SET EXERCISE: Skip every line before the one containing "the van rear", then copy that line and the rest of the entries below exactly, through the last line.

^^^^

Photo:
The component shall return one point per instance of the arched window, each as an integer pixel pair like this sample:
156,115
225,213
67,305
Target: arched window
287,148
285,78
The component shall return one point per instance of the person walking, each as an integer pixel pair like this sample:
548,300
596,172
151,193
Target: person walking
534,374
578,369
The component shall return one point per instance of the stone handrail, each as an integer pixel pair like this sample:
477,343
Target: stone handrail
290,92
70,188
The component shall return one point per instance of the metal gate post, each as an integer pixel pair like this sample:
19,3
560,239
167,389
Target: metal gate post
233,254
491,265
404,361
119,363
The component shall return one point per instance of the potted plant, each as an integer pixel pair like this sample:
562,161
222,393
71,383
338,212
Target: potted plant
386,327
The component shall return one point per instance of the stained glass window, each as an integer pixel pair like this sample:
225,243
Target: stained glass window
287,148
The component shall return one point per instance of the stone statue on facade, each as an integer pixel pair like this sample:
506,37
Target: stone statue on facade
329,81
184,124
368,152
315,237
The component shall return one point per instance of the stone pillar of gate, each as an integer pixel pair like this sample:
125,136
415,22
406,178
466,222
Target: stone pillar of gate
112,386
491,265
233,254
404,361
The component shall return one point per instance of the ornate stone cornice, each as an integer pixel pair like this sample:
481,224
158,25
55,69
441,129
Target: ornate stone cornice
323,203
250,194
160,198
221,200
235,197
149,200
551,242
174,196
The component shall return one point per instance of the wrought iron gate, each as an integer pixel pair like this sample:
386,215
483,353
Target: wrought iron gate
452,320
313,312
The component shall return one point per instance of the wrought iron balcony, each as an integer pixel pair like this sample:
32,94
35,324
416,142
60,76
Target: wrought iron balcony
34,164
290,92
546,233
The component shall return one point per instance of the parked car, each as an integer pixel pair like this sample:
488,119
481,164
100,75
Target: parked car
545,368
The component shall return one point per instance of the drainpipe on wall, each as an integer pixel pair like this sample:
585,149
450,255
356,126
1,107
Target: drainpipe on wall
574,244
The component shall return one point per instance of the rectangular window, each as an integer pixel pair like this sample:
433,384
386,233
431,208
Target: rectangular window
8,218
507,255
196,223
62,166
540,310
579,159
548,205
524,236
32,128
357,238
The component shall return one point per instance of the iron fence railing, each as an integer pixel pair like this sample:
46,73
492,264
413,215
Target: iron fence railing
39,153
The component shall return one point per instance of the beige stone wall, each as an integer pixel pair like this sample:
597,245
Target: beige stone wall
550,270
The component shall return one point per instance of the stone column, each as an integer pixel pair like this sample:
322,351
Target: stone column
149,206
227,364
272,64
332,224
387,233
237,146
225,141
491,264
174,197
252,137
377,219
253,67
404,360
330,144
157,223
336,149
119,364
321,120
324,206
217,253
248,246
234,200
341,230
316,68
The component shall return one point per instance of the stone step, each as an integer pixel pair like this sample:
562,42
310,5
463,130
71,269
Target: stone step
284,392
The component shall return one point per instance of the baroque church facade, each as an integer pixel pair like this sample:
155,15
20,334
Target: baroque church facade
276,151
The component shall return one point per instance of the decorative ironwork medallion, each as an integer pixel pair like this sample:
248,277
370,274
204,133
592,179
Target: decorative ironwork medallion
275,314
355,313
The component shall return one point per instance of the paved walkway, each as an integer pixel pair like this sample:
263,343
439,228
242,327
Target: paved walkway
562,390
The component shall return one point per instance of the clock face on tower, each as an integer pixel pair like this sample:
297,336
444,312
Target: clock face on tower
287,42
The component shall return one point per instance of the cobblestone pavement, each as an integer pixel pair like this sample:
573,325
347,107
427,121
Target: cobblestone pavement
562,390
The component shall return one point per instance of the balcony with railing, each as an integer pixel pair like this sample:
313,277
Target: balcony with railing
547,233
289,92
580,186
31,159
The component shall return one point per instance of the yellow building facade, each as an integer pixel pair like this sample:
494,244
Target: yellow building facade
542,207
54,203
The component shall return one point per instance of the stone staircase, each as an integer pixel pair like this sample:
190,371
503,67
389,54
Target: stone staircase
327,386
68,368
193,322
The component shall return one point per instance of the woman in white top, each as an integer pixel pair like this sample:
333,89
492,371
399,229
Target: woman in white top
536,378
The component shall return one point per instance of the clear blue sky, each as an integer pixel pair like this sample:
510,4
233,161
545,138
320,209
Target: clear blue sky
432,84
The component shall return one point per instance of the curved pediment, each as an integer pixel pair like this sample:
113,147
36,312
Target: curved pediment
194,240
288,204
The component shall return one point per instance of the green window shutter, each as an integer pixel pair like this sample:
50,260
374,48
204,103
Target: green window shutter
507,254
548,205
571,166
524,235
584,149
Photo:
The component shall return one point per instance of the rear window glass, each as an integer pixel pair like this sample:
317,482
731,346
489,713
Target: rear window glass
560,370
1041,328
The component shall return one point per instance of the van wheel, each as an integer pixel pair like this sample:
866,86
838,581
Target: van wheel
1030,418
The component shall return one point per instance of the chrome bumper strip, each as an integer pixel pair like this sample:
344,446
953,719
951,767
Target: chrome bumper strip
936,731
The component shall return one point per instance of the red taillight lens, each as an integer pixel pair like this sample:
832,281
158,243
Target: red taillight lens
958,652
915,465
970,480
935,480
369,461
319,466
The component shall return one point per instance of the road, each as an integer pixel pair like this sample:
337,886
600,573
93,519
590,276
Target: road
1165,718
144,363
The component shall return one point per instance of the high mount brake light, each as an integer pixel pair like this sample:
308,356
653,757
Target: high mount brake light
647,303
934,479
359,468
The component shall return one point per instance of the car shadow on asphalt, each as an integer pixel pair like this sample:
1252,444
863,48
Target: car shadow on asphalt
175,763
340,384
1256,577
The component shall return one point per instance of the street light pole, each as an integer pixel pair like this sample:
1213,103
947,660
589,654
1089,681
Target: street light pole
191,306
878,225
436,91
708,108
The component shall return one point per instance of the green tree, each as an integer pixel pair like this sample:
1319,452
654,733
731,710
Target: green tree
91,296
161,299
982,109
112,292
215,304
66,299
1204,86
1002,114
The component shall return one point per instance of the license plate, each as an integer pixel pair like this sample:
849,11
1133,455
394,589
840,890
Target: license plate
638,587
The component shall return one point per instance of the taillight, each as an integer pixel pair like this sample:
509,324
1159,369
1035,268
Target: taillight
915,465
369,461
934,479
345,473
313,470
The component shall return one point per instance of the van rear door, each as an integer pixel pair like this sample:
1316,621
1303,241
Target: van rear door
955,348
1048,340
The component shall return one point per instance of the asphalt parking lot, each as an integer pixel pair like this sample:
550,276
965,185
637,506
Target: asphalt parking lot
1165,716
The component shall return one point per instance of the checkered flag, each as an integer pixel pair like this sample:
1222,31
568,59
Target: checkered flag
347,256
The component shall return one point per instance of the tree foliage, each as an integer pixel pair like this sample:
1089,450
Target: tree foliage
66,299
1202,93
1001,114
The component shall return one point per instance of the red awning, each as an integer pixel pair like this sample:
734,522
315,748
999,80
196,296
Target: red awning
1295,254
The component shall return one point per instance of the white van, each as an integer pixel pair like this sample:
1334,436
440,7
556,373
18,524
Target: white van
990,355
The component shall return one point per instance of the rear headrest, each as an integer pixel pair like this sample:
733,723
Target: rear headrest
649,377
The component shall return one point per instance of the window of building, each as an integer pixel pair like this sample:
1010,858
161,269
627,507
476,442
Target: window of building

^^^^

RESPONSE TO THE TASK:
The component shall return one point per instance of the van rear door, each as an integer pixel pair like this sample:
1316,621
1303,241
Target: van rear door
955,348
1048,340
The component shall return one point per instance of the asphalt parking lot, each as an integer pixel pair like this sample:
550,276
965,185
637,506
Target: asphalt parking lot
1165,716
The component shall return one point per instance of the checkered flag, each as an integer pixel pair like this sample:
1222,31
568,59
Target: checkered flag
347,256
The component shall return one point per instance of the tree foliage, each as an integer pixel pair like this sample:
1089,450
Target: tree foliage
66,299
1202,93
1001,114
The component shall return one point per instance of the red awning, each as an integer pixel pair like this sample:
734,522
315,748
999,80
196,296
Target: red awning
1295,254
The component shall return one point per instance of the white van, each as an integer pixel pair like this sample:
1334,436
440,7
556,373
18,524
Target: white van
990,355
The component shall return one point per instance of the rear headrest, each as an integer pixel pair like this sample:
733,723
Target: rear headrest
649,377
The component shall return one point per instance of the window of building, each as an integer pixel pair like this sample:
1010,858
161,269
627,507
476,442
Target: window of building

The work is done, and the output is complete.